-- Your task --
Ignoring the images, restate the records below word for word.

---------- Records supplied

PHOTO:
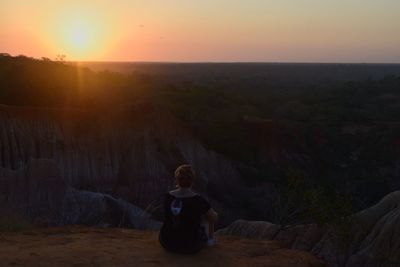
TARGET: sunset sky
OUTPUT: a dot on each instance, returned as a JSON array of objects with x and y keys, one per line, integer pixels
[{"x": 207, "y": 30}]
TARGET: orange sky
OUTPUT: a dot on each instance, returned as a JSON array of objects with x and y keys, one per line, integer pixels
[{"x": 218, "y": 30}]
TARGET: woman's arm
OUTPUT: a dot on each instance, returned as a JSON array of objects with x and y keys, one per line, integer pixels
[{"x": 211, "y": 215}]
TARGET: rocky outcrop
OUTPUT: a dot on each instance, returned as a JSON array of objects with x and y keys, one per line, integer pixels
[
  {"x": 371, "y": 238},
  {"x": 91, "y": 246},
  {"x": 39, "y": 194},
  {"x": 129, "y": 152}
]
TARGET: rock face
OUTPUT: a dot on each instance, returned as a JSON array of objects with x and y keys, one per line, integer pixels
[
  {"x": 39, "y": 194},
  {"x": 130, "y": 153},
  {"x": 371, "y": 240}
]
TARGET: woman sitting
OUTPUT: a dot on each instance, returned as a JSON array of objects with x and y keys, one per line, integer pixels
[{"x": 187, "y": 215}]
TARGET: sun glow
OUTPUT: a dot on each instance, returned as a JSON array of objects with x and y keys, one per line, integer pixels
[{"x": 80, "y": 36}]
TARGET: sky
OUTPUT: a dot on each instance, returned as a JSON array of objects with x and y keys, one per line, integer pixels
[{"x": 359, "y": 31}]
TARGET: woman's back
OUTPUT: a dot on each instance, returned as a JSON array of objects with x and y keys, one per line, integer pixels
[{"x": 183, "y": 215}]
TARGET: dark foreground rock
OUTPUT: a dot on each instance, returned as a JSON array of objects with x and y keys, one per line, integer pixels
[
  {"x": 372, "y": 239},
  {"x": 39, "y": 194},
  {"x": 84, "y": 246}
]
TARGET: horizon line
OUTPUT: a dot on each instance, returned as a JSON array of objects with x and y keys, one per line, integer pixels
[{"x": 232, "y": 62}]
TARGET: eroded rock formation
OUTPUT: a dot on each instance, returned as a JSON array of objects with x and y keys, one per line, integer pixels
[{"x": 371, "y": 239}]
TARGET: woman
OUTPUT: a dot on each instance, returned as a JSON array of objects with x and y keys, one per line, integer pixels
[{"x": 184, "y": 213}]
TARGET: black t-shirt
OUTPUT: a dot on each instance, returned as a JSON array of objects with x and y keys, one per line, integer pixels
[{"x": 182, "y": 231}]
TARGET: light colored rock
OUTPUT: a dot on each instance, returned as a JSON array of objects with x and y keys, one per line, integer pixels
[{"x": 371, "y": 240}]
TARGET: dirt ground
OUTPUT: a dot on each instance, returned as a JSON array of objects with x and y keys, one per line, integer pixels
[{"x": 88, "y": 246}]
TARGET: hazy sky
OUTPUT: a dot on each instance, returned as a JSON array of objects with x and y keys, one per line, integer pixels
[{"x": 207, "y": 30}]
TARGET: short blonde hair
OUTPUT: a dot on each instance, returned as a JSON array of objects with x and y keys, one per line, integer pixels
[{"x": 185, "y": 175}]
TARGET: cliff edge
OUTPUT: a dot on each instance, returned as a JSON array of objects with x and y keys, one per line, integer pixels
[{"x": 90, "y": 246}]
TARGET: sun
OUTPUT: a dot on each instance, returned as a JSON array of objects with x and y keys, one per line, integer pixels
[{"x": 80, "y": 36}]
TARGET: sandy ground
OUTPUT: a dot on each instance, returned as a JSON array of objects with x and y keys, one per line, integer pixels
[{"x": 88, "y": 246}]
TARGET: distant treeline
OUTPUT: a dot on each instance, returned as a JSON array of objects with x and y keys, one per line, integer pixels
[{"x": 343, "y": 134}]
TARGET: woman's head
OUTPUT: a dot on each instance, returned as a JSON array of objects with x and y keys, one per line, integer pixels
[{"x": 184, "y": 176}]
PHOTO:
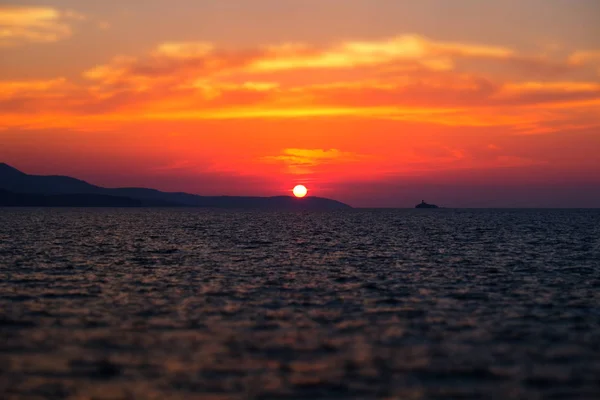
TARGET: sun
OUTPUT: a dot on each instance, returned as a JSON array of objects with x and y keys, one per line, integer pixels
[{"x": 300, "y": 191}]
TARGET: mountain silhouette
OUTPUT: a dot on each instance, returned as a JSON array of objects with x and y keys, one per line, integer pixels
[{"x": 19, "y": 188}]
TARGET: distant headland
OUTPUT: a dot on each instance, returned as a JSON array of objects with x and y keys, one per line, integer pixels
[
  {"x": 23, "y": 190},
  {"x": 425, "y": 205}
]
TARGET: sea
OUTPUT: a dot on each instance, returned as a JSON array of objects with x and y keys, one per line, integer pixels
[{"x": 354, "y": 304}]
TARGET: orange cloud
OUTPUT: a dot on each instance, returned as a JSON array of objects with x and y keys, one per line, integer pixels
[
  {"x": 405, "y": 78},
  {"x": 302, "y": 161},
  {"x": 21, "y": 25}
]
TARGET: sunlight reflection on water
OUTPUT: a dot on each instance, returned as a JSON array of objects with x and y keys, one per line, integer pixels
[{"x": 164, "y": 304}]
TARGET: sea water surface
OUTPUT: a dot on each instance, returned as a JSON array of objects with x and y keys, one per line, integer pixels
[{"x": 358, "y": 304}]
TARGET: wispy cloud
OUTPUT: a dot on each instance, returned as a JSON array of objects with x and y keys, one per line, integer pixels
[
  {"x": 22, "y": 25},
  {"x": 302, "y": 161},
  {"x": 403, "y": 78}
]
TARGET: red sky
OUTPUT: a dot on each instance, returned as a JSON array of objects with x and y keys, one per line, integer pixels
[{"x": 375, "y": 103}]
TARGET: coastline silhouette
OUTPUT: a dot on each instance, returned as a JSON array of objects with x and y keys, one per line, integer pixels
[{"x": 23, "y": 190}]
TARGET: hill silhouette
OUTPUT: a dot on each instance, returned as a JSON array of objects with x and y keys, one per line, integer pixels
[{"x": 19, "y": 188}]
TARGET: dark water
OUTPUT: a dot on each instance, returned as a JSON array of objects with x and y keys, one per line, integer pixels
[{"x": 405, "y": 304}]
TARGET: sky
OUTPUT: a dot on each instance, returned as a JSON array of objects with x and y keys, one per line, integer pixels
[{"x": 377, "y": 103}]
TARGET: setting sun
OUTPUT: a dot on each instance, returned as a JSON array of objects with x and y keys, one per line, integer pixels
[{"x": 300, "y": 191}]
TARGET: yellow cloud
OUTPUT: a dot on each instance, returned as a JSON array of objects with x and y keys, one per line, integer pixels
[
  {"x": 301, "y": 161},
  {"x": 12, "y": 88},
  {"x": 20, "y": 25},
  {"x": 430, "y": 54}
]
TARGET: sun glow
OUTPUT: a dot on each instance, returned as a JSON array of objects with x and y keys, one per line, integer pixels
[{"x": 300, "y": 191}]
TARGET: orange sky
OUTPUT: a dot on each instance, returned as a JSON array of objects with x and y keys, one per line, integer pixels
[{"x": 373, "y": 103}]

--------------------

-- Result of this exercise --
PHOTO:
TARGET: sunset sky
OUTPUT: a dot on each instance, returned as a JSON array of objects with x and y keys, one per line, integer pixels
[{"x": 207, "y": 30}]
TARGET: orange sky
OUTPUT: a dot on each instance, returned as a JSON array of objects with x and y keys, one per line, integer pixels
[{"x": 218, "y": 30}]
TARGET: woman's arm
OUTPUT: a dot on each instance, returned as a JSON array of objects with x and y keys, one per line, integer pixels
[{"x": 211, "y": 215}]
TARGET: rocky outcrop
OUTPUT: a dot on each instance, returned as a JSON array of objects with x and y keys, one per line, integer pixels
[
  {"x": 371, "y": 238},
  {"x": 91, "y": 246},
  {"x": 39, "y": 194},
  {"x": 129, "y": 152}
]
TARGET: rock face
OUTPUT: a dot on each instance, returned as a JSON array of objects with x and y keys, one per line, integer pixels
[
  {"x": 39, "y": 194},
  {"x": 130, "y": 153},
  {"x": 371, "y": 240}
]
TARGET: woman sitting
OUTPUT: a dot on each instance, returned as a JSON array of objects with x and y keys, one per line, integer pixels
[{"x": 187, "y": 215}]
TARGET: sun glow
OUTPUT: a dot on each instance, returned as a JSON array of objects with x and y keys, one per line, integer pixels
[{"x": 80, "y": 36}]
TARGET: sky
OUTPUT: a dot on each instance, returned as a JSON array of objects with x and y keys, one per line, integer pixels
[{"x": 359, "y": 31}]
TARGET: woman's back
OUTPUT: a dot on each instance, returned as a JSON array of objects with x and y keys, one per line, integer pixels
[{"x": 183, "y": 215}]
TARGET: dark foreground rock
OUTPUT: a dot on each instance, returned as a JSON array of objects with x and y keys, one per line, integer pixels
[
  {"x": 372, "y": 239},
  {"x": 39, "y": 194},
  {"x": 84, "y": 246}
]
TARGET: horizon line
OUTPUT: a dot on each instance, returned as a JSON array of objects with x and y keys, one per line, integer pixels
[{"x": 232, "y": 62}]
TARGET: eroded rock formation
OUTPUT: a dot on each instance, returned as a JSON array of objects with x and y keys, one per line, integer pixels
[{"x": 371, "y": 239}]
TARGET: woman
OUTPUT: a dot on each instance, returned as a JSON array of objects with x and y keys, one per line, integer pixels
[{"x": 184, "y": 213}]
TARGET: black t-shirt
OUTPUT: a dot on each instance, returned as a JSON array of objects with x and y keys, one per line, integer pixels
[{"x": 182, "y": 231}]
TARGET: light colored rock
OUTPUT: a dot on each instance, returned as a JSON array of objects with x and y keys, one per line, integer pixels
[{"x": 371, "y": 240}]
TARGET: dirt ground
OUTPUT: a dot on each instance, returned as a JSON array of objects with x and y keys, one per line, integer pixels
[{"x": 88, "y": 246}]
TARGET: hazy sky
OUTPUT: a dot on each instance, returned as a JSON array of objects with x and y keys, one per line, integer pixels
[{"x": 207, "y": 30}]
TARGET: short blonde hair
OUTPUT: a dot on each instance, returned as a JSON array of objects with x and y keys, one per line, integer pixels
[{"x": 185, "y": 175}]
TARGET: cliff edge
OUTPUT: a dot on each instance, returned as a JSON array of objects with x and y keys, one per line, integer pixels
[{"x": 90, "y": 246}]
TARGET: sun
OUTPUT: a dot on each instance, returned as a JSON array of objects with x and y keys, one per line, integer pixels
[{"x": 80, "y": 36}]
TARGET: sandy ground
OUTPUT: a dot on each instance, returned as a JSON array of objects with x and y keys, one per line, integer pixels
[{"x": 88, "y": 246}]
TARGET: distant treeline
OUTPUT: a dot on each instance, returned as a JSON array of objects with x and y keys, one per line, integer pixels
[{"x": 343, "y": 134}]
TARGET: woman's head
OUTPUT: a dot on each instance, returned as a JSON array of objects with x and y keys, one per line, integer pixels
[{"x": 184, "y": 176}]
PHOTO:
TARGET: sun
OUTPUT: a dot on each instance, returned as a JSON array of objects with x and y keys, one per line, integer pixels
[{"x": 300, "y": 191}]
TARGET: mountain silhouette
OUTPUT: a dot on each instance, returned as a JSON array of objects with x and y keys, one per line, integer pixels
[{"x": 19, "y": 188}]
TARGET: distant headland
OUTPUT: a dot on each instance, returned as a JSON array of objects with x and y keys, one per line, integer pixels
[
  {"x": 23, "y": 190},
  {"x": 425, "y": 205}
]
TARGET: sea
OUTPUT: a dot on each instance, returned as a JSON array of objects with x and y keys, one per line, integer pixels
[{"x": 354, "y": 304}]
TARGET: orange cloud
OUTPUT: a dot on each instance, returned as a JSON array of objects with x and y keys, one per line, integer pixels
[
  {"x": 405, "y": 78},
  {"x": 302, "y": 161},
  {"x": 21, "y": 25}
]
TARGET: sunlight reflection on water
OUTPUT: a dot on each instance, returned as a JSON array of objects with x and y keys, one per line, integer pixels
[{"x": 164, "y": 304}]
TARGET: sea water surface
OUTPUT: a dot on each instance, returned as a JSON array of objects with x and y keys, one per line, integer pixels
[{"x": 358, "y": 304}]
TARGET: wispy cloud
OUTPUT: a dot on each instance, returned as a JSON array of objects with x and y keys, one per line, integer pixels
[
  {"x": 22, "y": 25},
  {"x": 302, "y": 161},
  {"x": 403, "y": 78}
]
TARGET: red sky
OUTPUT: a dot on each instance, returned as a JSON array of objects with x and y keys, one per line, integer pixels
[{"x": 375, "y": 103}]
TARGET: coastline silhouette
OUTPUT: a dot on each instance, returned as a JSON array of objects with x and y keys, one per line, integer pixels
[{"x": 23, "y": 190}]
TARGET: hill silhouette
OUTPUT: a dot on each instance, returned as a JSON array of objects with x and y keys, one per line, integer pixels
[{"x": 19, "y": 188}]
TARGET: dark water
OUTPUT: a dot on each instance, returned as a JSON array of objects with x and y keys, one per line, integer pixels
[{"x": 405, "y": 304}]
TARGET: sky
OUTPUT: a dot on each instance, returned as a JSON array of objects with x and y keys, one per line, integer pixels
[{"x": 377, "y": 103}]
TARGET: setting sun
OUTPUT: a dot on each instance, returned as a JSON array of objects with x and y keys, one per line, integer pixels
[{"x": 300, "y": 191}]
TARGET: yellow cloud
OUTPUT: a dot on each instance, returned as a JSON array of objects with x and y keys, one per line, integer pixels
[
  {"x": 301, "y": 161},
  {"x": 12, "y": 88},
  {"x": 20, "y": 25},
  {"x": 430, "y": 54}
]
TARGET: sun glow
OUTPUT: a dot on each instance, returned as a JSON array of objects with x and y keys, one per line, integer pixels
[{"x": 300, "y": 191}]
TARGET: orange sky
OUTPUT: a dot on each instance, returned as a JSON array of objects with x and y keys, one per line, integer pixels
[{"x": 373, "y": 103}]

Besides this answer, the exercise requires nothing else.